• Work task:
Answer these questions using the article on acute myeloid leukemia:
1. Which chromosomal translocation generates RUNX1/ETO?
2. In which journal did the researchers detail their work?
3. What did the researchers liken normal hematopoiesis to?

• Selected passage:
Credit: Lance Liotta
Understanding the relationship between mutated and wild-type genes could lead to new therapies for acute myeloid leukemia (AML), according to researchers.
The group discovered that RUNX1/ETO, generated by the chromosomal translocation t(8;21), regulates a leukemia-propagating transcriptional network via a dynamic equilibrium with RUNX1.
But depleting RUNX1/ETO prompts the formation of a transcriptional network that promotes myeloid differentiation.
Constanze Bonifer, PhD, of the University of Birmingham in the UK, and her colleagues detailed this work in Cell Reports.
The researchers likened normal hematopoiesis to a production line, with genes acting as regulators to control each step of blood formation. When a mutation occurs in the relevant regulator genes, the finely balanced order of the production line is disrupted, with drastic consequences.
Using digital footprinting and chromatin immunoprecipitation sequencing, the team showed that RUNX1/ETO switches off hundreds of other genes, many of them regulators themselves. As a consequence of the drastically altered production line, normal blood formation cannot happen, and leukemic cells form.
“Understanding how these rogue regulators operate is essential,” Dr Bonifer said. “[T]hese leukemic cells have one mutated gene and one unchanged one that would make the normal regulator. What happens in the leukemic cell is fundamentally a battle for supremacy between the two regulators, and the mutated one wins much of the time.”
“This is compounded by the normal regulator, which tries to compensate for defeat, and, in doing so, changes the output of genes that would be otherwise unaffected by the abnormal regulator. Quite simply, the result is a real mess. The cells are confused and can’t develop into mature blood cells.”

• Supplied records:
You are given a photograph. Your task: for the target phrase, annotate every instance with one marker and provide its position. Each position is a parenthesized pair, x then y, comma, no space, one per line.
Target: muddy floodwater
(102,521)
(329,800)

* * *

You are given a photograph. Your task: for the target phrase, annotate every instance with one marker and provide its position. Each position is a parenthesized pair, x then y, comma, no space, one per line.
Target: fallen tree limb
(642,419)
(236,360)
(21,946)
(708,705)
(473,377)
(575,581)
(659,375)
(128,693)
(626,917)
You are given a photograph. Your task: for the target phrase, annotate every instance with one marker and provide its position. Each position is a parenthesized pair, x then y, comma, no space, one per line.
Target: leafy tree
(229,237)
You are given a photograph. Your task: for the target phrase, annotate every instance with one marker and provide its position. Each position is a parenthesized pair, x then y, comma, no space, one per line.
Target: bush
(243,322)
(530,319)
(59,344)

• Task result:
1. t(8;21)
2. Cell Reports
3. A production line